## Text
FIFA Headquartersby Paul Kennedy/Socceramerica

Sadly, Thursday’s Department of Justice announcement of new indictments and guilty pleas — 24 in all — in the soccer scandal primarily affecting Concacaf and Conmebol was no surprise.

In September, Attorney General Loretta Lynch, speaking at an international forum of attorneys general, said more indictments were likely following the 18 guilty pleas and indictments announced in May.

That total is now 27 indictments and 12 guilty pleas in 22 different schemes carried out over 24 years — two generations, as the Feds noted — to distribute well over $200 million in bribes and kickbacks.
IRS investigator Richard Weber termed the case “one of the most complex worldwide financial investigations ever conducted. It is also an eye opener to everyone that such greed and corruption could be hiding in plain sight within the world’s most popular sport.”

## Written task 1
Using the soccer scandal article, answer the following:
(a) How many guilty pleas and indictments were announced in May?
(b) Over how many years were the schemes carried out?
(c) Who called the case "one of the most complex worldwide financial investigations ever conducted"?
## Written task 2
Reproduce the passage of the soccer scandal article starting at "That total is" and ending at "bribes and kickbacks.".

## Data provided
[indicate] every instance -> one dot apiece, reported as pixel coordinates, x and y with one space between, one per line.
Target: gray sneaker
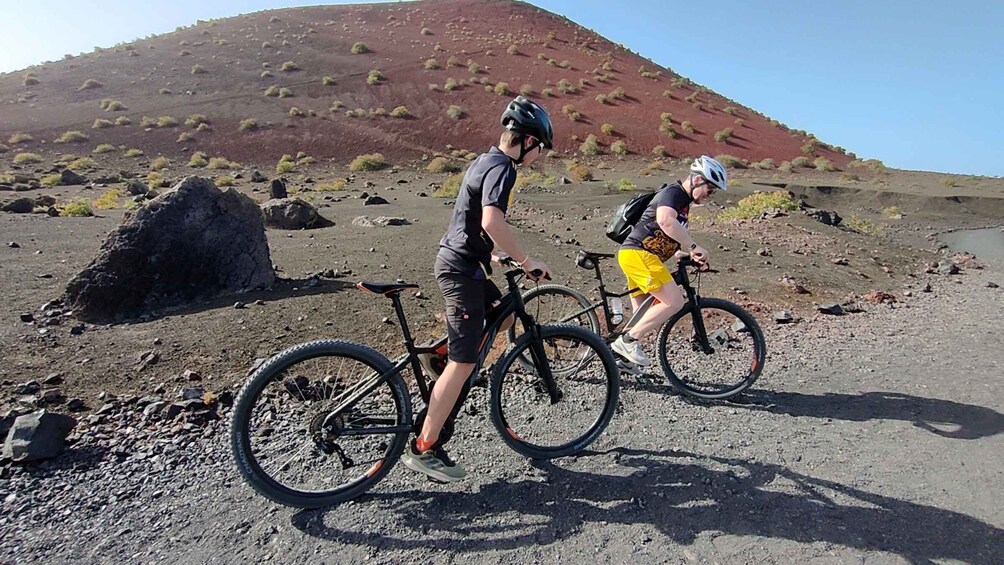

## Complete response 1
(a) 18
(b) 24 years
(c) IRS investigator Richard Weber

## Complete response 2
That total is now 27 indictments and 12 guilty pleas in 22 different schemes carried out over 24 years — two generations, as the Feds noted — to distribute well over $200 million in bribes and kickbacks.